■ Your task ■
How many lines in the rows below contain the word "dome"? Reply with the number only.

■ Listed records ■
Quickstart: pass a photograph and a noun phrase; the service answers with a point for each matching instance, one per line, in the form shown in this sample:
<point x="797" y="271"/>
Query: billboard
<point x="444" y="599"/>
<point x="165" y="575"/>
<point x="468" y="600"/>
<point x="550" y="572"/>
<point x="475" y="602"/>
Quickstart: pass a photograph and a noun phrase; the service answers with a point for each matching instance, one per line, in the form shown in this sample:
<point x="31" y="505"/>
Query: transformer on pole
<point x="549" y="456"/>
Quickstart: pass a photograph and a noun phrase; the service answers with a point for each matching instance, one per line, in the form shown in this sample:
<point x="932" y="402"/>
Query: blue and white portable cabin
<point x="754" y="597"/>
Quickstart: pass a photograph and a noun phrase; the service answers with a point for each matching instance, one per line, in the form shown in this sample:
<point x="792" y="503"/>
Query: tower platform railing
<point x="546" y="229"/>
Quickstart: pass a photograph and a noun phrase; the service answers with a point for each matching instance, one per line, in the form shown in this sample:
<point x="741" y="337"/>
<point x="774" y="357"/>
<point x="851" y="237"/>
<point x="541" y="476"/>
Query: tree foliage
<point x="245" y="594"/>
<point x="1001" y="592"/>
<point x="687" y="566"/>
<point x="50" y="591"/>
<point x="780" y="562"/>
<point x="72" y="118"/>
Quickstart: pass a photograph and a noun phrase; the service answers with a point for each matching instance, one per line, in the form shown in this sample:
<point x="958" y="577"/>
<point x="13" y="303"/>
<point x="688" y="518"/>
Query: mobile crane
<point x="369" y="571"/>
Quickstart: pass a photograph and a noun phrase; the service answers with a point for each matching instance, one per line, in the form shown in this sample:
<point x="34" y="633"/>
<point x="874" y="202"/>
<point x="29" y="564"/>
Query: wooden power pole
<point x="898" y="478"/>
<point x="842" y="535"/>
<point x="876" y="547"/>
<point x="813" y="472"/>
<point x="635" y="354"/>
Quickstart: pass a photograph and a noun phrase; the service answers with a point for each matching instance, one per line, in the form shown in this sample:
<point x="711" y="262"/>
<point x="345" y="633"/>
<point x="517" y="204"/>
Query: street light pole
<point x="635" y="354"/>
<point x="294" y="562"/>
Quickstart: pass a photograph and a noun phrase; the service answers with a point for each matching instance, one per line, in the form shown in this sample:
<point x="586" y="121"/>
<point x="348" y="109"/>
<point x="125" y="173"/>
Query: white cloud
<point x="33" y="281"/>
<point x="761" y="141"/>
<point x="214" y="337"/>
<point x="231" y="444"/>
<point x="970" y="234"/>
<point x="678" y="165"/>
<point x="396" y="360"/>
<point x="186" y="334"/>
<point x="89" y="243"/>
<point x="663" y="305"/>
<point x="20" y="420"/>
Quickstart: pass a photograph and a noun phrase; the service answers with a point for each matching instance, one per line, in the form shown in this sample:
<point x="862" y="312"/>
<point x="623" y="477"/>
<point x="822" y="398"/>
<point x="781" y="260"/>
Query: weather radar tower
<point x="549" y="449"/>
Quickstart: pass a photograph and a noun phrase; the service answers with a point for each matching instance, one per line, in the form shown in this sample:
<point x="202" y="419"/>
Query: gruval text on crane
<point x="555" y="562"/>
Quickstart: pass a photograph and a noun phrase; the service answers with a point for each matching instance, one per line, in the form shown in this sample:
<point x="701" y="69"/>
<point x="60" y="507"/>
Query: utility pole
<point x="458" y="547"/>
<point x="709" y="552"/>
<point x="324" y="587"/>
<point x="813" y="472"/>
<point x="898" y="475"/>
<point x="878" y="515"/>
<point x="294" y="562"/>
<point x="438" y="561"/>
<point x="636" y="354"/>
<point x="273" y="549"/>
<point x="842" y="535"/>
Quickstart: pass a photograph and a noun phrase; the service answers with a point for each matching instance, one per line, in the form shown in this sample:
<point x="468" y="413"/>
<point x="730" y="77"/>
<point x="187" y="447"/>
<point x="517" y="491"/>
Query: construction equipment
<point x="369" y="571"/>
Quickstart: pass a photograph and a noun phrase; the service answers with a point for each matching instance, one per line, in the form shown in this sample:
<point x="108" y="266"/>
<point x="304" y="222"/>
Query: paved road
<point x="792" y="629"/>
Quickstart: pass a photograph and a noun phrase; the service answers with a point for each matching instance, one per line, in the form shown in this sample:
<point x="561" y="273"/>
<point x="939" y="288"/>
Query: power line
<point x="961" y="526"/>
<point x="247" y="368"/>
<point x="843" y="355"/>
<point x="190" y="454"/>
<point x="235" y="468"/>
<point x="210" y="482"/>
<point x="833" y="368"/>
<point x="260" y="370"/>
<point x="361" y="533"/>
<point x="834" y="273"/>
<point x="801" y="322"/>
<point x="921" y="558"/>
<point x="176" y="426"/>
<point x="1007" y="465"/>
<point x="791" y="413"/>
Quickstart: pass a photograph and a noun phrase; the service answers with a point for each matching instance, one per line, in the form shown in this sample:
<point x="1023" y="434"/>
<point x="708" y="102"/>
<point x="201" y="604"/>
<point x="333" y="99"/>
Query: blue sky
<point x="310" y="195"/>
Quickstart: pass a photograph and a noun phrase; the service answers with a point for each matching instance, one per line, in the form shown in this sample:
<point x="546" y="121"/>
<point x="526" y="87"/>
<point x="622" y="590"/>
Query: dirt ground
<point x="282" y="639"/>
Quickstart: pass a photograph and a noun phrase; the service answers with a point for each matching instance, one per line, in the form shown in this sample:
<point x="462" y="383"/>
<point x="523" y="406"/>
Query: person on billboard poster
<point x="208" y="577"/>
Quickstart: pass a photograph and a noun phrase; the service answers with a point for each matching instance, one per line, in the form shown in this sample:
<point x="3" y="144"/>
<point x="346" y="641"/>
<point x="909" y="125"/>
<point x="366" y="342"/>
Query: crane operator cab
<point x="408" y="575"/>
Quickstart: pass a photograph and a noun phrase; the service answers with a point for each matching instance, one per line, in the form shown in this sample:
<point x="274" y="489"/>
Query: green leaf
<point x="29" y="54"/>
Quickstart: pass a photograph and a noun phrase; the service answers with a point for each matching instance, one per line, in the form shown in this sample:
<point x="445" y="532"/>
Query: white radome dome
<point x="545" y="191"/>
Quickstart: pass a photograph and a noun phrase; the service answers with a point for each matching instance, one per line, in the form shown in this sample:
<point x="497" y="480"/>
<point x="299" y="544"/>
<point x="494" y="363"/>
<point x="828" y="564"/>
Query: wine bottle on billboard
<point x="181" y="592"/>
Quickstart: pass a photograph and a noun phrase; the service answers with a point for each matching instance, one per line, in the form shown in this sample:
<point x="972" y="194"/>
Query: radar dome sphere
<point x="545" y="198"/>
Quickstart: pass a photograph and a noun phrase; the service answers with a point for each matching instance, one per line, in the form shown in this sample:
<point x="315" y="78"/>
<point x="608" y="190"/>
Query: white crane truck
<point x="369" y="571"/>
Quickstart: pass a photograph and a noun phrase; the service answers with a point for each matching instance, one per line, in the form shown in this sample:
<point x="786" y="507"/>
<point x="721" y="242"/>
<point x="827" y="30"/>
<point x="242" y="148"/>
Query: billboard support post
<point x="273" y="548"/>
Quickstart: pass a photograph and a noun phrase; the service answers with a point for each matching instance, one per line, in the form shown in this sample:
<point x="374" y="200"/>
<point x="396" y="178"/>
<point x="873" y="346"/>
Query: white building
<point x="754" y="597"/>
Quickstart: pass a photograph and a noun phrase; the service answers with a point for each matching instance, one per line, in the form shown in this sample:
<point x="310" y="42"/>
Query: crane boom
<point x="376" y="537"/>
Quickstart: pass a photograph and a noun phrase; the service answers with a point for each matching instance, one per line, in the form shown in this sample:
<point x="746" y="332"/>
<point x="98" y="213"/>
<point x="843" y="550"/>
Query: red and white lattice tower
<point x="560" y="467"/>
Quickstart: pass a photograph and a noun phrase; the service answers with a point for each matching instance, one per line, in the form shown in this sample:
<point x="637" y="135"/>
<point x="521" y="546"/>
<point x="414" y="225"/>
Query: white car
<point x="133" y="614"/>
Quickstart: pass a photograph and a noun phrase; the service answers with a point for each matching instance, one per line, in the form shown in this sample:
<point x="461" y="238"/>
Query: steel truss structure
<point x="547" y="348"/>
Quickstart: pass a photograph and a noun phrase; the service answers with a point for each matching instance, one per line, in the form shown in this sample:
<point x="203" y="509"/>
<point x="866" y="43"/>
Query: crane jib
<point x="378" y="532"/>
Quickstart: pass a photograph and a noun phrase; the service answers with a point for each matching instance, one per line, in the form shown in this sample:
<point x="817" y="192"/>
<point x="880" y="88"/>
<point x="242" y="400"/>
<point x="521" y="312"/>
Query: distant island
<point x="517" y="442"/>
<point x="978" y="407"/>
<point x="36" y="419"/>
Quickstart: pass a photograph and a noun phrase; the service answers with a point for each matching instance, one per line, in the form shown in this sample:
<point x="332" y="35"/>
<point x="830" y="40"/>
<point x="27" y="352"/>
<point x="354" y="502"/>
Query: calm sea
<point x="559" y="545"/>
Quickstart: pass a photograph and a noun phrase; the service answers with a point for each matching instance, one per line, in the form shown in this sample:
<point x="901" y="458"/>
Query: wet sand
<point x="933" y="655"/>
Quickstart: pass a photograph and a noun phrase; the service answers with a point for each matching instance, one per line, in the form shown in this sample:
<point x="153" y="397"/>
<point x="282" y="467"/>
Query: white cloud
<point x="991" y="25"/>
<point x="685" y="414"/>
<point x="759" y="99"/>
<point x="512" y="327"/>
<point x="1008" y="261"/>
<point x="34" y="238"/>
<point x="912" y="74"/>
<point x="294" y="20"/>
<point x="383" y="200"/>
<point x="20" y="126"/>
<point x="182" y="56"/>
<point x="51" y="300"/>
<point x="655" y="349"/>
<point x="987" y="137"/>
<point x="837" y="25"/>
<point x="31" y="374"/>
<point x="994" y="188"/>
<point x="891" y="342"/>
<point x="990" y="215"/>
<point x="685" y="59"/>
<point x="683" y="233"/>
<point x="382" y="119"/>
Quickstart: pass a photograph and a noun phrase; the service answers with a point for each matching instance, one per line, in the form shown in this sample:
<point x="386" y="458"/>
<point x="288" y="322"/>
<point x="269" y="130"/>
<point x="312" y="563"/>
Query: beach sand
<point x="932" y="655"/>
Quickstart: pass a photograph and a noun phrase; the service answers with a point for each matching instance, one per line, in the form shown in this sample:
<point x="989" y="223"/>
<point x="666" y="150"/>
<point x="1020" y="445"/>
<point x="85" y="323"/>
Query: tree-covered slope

■ Output of the task ■
2